Rispondi in base al testo su Matilde riportato più avanti.
1. Chi ha adottato Matilde?
2. Da quale anno partono le vicende familiari delle tre generazioni?
3. Come sono descritti i sentieri che percorrono il paesaggio?

:: DOCUMENTO DI PARTENZA ::

Matilde ha i capelli biondi e i lineamenti delicati. E’ una bambina dalla gentilezza scontrosa, che sembra non ignorare del tutto l’origine aristocratica dei suoi natali. Una coppia di anziani contadini l’ha adottata accogliendola in un’umile casa del contado lucchese.
Intorno alla storia di Matilde si aggregano e si ricompongono le vicende familiari di tre generazioni, a partire dal 1850, grumi narrativi che si sciolgono e si rapprendono nella leggerezza dell’episodio fiabesco o nell’implacabilità del canto epico: immagini che suscitano altre immagini, senza alcun ordine temporale, seguendo il destino di un orologio che passa di padre in figlio come un talismano che muta valore, o le geometrie di una poiana in volo che tutto vede e tutto sa.
Il paesaggio è continuamente percorso da sentieri irti e sassosi, sui quali caracollare ansimanti, rompendosi le scarpe. I prati e le piazze sono palcoscenici allestiti per la messinscena che è inganno.

:::
:: DATI ::

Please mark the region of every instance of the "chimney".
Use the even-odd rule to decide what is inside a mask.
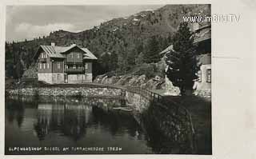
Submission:
[[[198,22],[193,22],[192,24],[192,31],[195,31],[199,29],[199,23]]]

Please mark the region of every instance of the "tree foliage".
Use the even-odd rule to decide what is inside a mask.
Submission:
[[[153,36],[147,44],[147,48],[144,52],[144,62],[146,63],[156,63],[160,61],[160,48],[156,36]]]
[[[166,74],[173,85],[180,88],[182,94],[186,89],[192,88],[193,80],[198,78],[196,72],[199,68],[193,42],[188,24],[182,22],[174,36],[174,50],[166,54],[168,69]]]

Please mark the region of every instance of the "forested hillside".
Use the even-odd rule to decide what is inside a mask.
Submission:
[[[98,58],[94,74],[126,74],[135,66],[155,63],[158,53],[172,43],[172,36],[184,15],[210,15],[208,5],[167,5],[129,17],[105,22],[79,33],[58,30],[34,40],[6,42],[6,76],[18,78],[33,65],[39,45],[78,46]],[[34,68],[32,68],[32,70]]]

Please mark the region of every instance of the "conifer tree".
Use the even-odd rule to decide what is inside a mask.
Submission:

:::

RISPOSTA SCRITTA —
1. Una coppia di anziani contadini.
2. Dal 1850.
3. Irti e sassosi.